Excerpts from point annotation data
** begin **

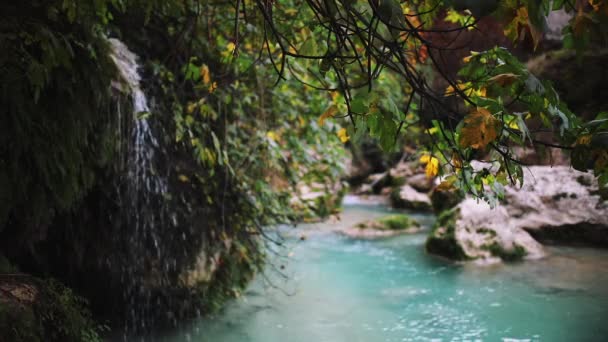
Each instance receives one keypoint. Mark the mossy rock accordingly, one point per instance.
(32, 309)
(517, 253)
(397, 222)
(442, 240)
(443, 200)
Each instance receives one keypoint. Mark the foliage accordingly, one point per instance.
(54, 90)
(398, 221)
(363, 41)
(56, 314)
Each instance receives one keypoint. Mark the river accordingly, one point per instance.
(339, 289)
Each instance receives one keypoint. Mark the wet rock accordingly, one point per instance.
(316, 201)
(444, 199)
(386, 226)
(561, 205)
(420, 182)
(556, 204)
(406, 197)
(379, 181)
(474, 231)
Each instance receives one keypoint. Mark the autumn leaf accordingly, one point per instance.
(504, 79)
(212, 87)
(479, 129)
(583, 140)
(331, 111)
(205, 74)
(447, 185)
(456, 161)
(432, 165)
(343, 135)
(272, 136)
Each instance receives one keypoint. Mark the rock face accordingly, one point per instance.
(406, 197)
(556, 204)
(315, 200)
(474, 231)
(390, 225)
(559, 204)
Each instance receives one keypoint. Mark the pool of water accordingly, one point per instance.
(336, 289)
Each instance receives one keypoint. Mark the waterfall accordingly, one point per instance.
(143, 193)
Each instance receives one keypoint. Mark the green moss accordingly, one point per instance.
(516, 254)
(236, 270)
(442, 240)
(55, 314)
(486, 231)
(6, 267)
(398, 221)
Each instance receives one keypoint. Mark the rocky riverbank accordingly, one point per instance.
(556, 205)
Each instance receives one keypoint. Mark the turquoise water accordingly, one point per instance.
(340, 289)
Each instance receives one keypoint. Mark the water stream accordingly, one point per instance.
(341, 289)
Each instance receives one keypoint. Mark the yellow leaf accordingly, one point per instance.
(456, 161)
(191, 107)
(272, 136)
(504, 79)
(343, 135)
(425, 158)
(432, 165)
(446, 186)
(432, 130)
(479, 129)
(205, 74)
(230, 47)
(583, 140)
(212, 87)
(331, 111)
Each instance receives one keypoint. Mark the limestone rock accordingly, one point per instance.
(474, 231)
(420, 182)
(556, 204)
(386, 226)
(559, 204)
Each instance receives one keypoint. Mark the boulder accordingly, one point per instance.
(420, 182)
(389, 225)
(406, 197)
(474, 231)
(561, 205)
(443, 199)
(555, 204)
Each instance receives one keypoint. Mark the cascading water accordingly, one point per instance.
(144, 191)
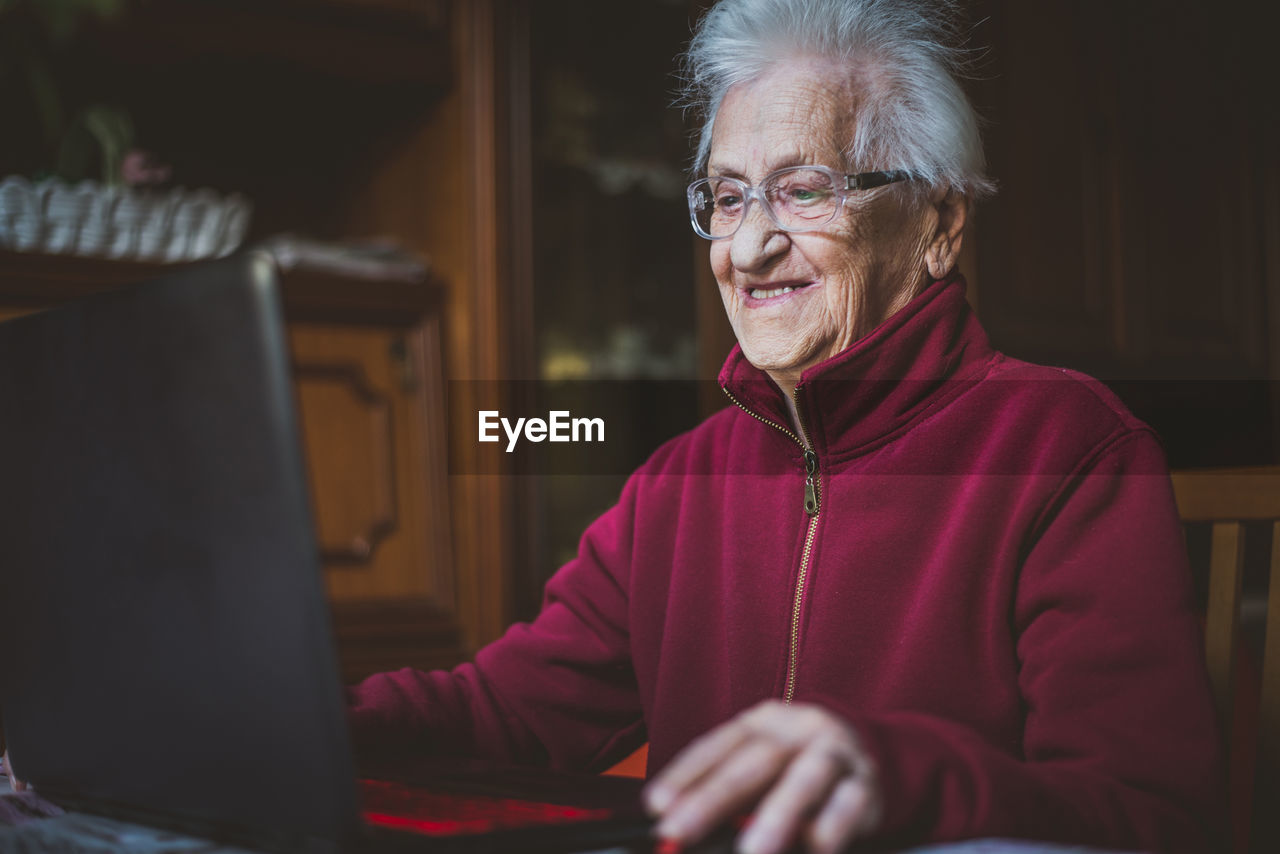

** end **

# WHAT TO DO
Please print every row above again word for word. Leave the pictures out.

# WRITTEN SOLUTION
Each instance receives one keypoint. Mark the mossy rock accordingly, one point per instance.
(32, 309)
(517, 253)
(397, 222)
(442, 240)
(443, 200)
Each instance receives one keypoint. Mark the foliage accordingly, one point per instance.
(54, 90)
(398, 221)
(363, 41)
(56, 314)
Each instance receives one keypoint. Mark the river accordingly, one point per instance.
(339, 289)
Each instance receives one keypoint. Mark the wet rock accordingly, one point per instance.
(316, 201)
(444, 199)
(386, 226)
(561, 205)
(420, 182)
(556, 204)
(406, 197)
(379, 181)
(474, 231)
Each instance receives one keypoint. Mark the autumn leaf accordingly, one point per instance.
(504, 79)
(212, 87)
(479, 129)
(583, 140)
(331, 111)
(205, 74)
(447, 185)
(456, 161)
(432, 165)
(343, 135)
(272, 136)
Each instance receives one keypoint. Mark the rock face accordingly, one point per instance.
(406, 197)
(556, 204)
(315, 200)
(474, 231)
(390, 225)
(559, 204)
Each instance receives one keypoint. Mark the pool of water accordingly, one point per instance.
(336, 289)
Each instance receives one keypoint. Mark the waterfall accordingly, one point per instance.
(143, 193)
Each instance receives one keypoint. Mark the green moss accordingly, one point per instance.
(516, 254)
(236, 270)
(442, 240)
(55, 314)
(486, 231)
(6, 267)
(398, 221)
Each instance receives one keypoint. Mark the rocky riverbank accordingly, one point per instance.
(556, 205)
Each instance receives one keypoint. Mark the turquoise water accordingly, one point per instance.
(340, 289)
Each instance receives one keypoint. Mark the water stream accordingly, one point per instance.
(341, 289)
Each instance receives one keypoint. Mark the yellow leaf accordingly, one point per instance.
(456, 161)
(191, 107)
(272, 136)
(504, 79)
(343, 135)
(425, 158)
(432, 165)
(446, 186)
(432, 130)
(479, 129)
(205, 74)
(230, 47)
(583, 140)
(212, 87)
(331, 111)
Each instance receives one keypoint. Mark the limestone rock accordingly, one point per instance.
(474, 231)
(420, 182)
(556, 204)
(386, 226)
(559, 204)
Each instance receives one keypoint. Mark the boulder accordingly, one point per instance.
(420, 182)
(389, 225)
(406, 197)
(474, 231)
(561, 205)
(443, 199)
(555, 204)
Each instance receives one keypoint. Mark the cascading water accordingly, one point per instance.
(144, 191)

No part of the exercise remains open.